**Text segment**
• • • •

How to setup MLflow in production
MLflow in production
I’ve run into MLflow around a week ago and, after some testing, I consider it by far the SW of the year. This can be very influenced by the fact that I’m currently working on the productivization of Machine Learning models.
Thus, I’m going to show you how to setup up MLflow in a production environment as the one David and I have for our Machine Learning projects.
Tracking Server Setup
The tracking server is the User Interface and metastore of MLflow. You can check the status of any run through this web application and centralize the model outputs and configurations in just one place.
The first thing we need to configure is the environment.
Environment
Let’s create a new Conda environment as it will be the place where MLflow will be installed:
conda create -n mlflow_env
conda activate mlflow_env
Then we have to install the MLflow library:
conda install python
pip install mlflow
Run the following command to check that the installation was successful:
mlflow --help
We’d like our Traking Server to have a Postgres database as a backend for storing metadata, so the first step will be installing PostgreSQL:
sudo apt-get install postgresql postgresql-contrib postgresql-server-dev-all
Check installation connecting to the database:
sudo -u postgres psql
After the installation is successful, let’s create an user and a database for the Traking Server:
CREATE DATABASE mlflow;
CREATE USER mlflow WITH ENCRYPTED PASSWORD 'mlflow';
GRANT ALL PRIVILEGES ON DATABASE mlflow TO mlflow;
As we’ll need to interact with Postgres from Python, it is needed to install the psycopg2 library. However, to ensure a successful installation we need to install the gcc linux package before:
sudo apt install gcc
pip install psycopg2
The last step will be creating a directory in our local machine for our Tracking Server to log there the Machine Learning models and other artifacts. Remember that the Postgres database is only used for storing metadata regarding those models (imaging adding a model or a virtual environment to a database). This directory is called artifact URI:
mkdir ~/mlruns
Run
Everything is now setup to run the Tracking Server. Then write the following command:
mlflow server --backend-store-uri postgresql://mlflow:mlflow@localhost/mlflow --default-artifact-root file:/home/your_user/mlruns -h 0.0.0.0 -p 8000
Now the Tracking server should be available a the following URL: http://0.0.0.0:8000. However, if you Ctrl-C or exit the terminal, the server will go down.

• • • •

**Instruction 1**
Please retype the listing below, starting at the line that contains "Exercise. Mark the ear" and continuing through the end of the listing.

Records taken from a collection
• • • •

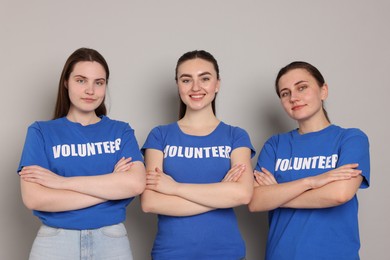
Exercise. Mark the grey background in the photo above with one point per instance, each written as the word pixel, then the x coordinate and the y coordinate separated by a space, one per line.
pixel 141 40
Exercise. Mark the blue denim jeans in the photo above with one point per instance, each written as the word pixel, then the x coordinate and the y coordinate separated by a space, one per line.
pixel 106 243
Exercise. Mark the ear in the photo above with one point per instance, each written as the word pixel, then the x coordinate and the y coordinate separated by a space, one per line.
pixel 324 92
pixel 218 86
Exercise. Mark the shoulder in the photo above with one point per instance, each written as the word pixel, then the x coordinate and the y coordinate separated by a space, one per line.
pixel 164 128
pixel 48 124
pixel 232 129
pixel 347 133
pixel 114 122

• • • •

**Instruction 2**
In the MLflow setup guide above, reproduce the passage that starts at the words "How to setup MLflow" and ends after the words "Machine Learning projects.", swapping every "Machine Learning" for "ML".

**Task result 1**
Exercise. Mark the ear in the photo above with one point per instance, each written as the word pixel, then the x coordinate and the y coordinate separated by a space, one per line.
pixel 324 92
pixel 218 86
Exercise. Mark the shoulder in the photo above with one point per instance, each written as the word pixel, then the x coordinate and the y coordinate separated by a space, one per line.
pixel 164 128
pixel 48 124
pixel 232 129
pixel 347 133
pixel 114 122

**Task result 2**
How to setup MLflow in production
MLflow in production
I’ve run into MLflow around a week ago and, after some testing, I consider it by far the SW of the year. This can be very influenced by the fact that I’m currently working on the productivization of ML models.
Thus, I’m going to show you how to setup up MLflow in a production environment as the one David and I have for our ML projects.